Unix also has a strong tradition of maintaining binary compatibility.
Just because source-code is available doesn't mean that it is
necessarily desirable to have to recompile your sources every time
you upgrade to a new version.

>  I believe that most
> distributions use glibc which has been pretty consistant.  Signal
> handling has alway been a problem for Unix its no surprise Linux has
> similar problems.

This is simply not true.  It is true that there have been changes
in signal handling over the years, but for hardware unix vendors,
this usually is accompanied by a supreme effort to make such
changes backward-compatible, or to thoroughly document such changes.
I have seen neither of these efforts in Linux systems.

> > I would love to see linux move to a standards compliance in the area
> > of signal handling (such as Posix).  I think that they are starting
> > to finally move in that direction, but of course in a non-upward-
> > compatible way.  Meanwhile, our lisp can only run on those systems
> > on which we have specifically configured the signal-handling to work.
> 
> CLISP, CMUCL and its derivatives seem to move from distribution to
> distribution quite well and I use them both.  This would seem to apply
> to the Red Hat and Debian distribution which cover most of the GNU/Linux
> users.

I wouldn't be a bit surprised at this.  I don't know the extent to
which either CLISP or CMUCL use signals,  but if they make little use
of them, it would of course explain the greater portability between
system versions of these two implementations.  But then some of the
advantages that direct signal handling affords would not be available,
either.

▶ **Challenges**:
1/ Name every Lisp implementation and every Linux distribution mentioned in the post on Unix and Linux signal handling.
2/ Extract everything from "Unix also has" down to "document such changes." in the post on signal handling.
Answer using only the text above.

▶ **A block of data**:
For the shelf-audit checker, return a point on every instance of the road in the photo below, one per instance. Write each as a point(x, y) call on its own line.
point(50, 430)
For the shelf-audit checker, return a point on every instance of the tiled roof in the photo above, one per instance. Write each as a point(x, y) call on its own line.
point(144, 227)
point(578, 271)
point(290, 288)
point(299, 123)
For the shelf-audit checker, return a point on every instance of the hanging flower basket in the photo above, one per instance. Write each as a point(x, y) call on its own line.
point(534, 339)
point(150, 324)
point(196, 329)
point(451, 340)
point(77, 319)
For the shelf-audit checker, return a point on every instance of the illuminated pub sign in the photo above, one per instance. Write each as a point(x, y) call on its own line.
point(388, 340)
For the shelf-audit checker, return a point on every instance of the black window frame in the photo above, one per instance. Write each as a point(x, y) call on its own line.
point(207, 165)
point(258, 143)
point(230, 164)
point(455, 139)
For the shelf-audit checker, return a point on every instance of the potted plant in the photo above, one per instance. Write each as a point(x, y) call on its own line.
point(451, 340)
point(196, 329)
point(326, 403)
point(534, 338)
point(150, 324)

▶ **Complete answers**:
1/ CLISP, CMUCL, Red Hat, Debian

2/
Unix also has a strong tradition of maintaining binary compatibility.
Just because source-code is available doesn't mean that it is
necessarily desirable to have to recompile your sources every time
you upgrade to a new version.

>  I believe that most
> distributions use glibc which has been pretty consistant.  Signal
> handling has alway been a problem for Unix its no surprise Linux has
> similar problems.

This is simply not true.  It is true that there have been changes
in signal handling over the years, but for hardware unix vendors,
this usually is accompanied by a supreme effort to make such
changes backward-compatible, or to thoroughly document such changes.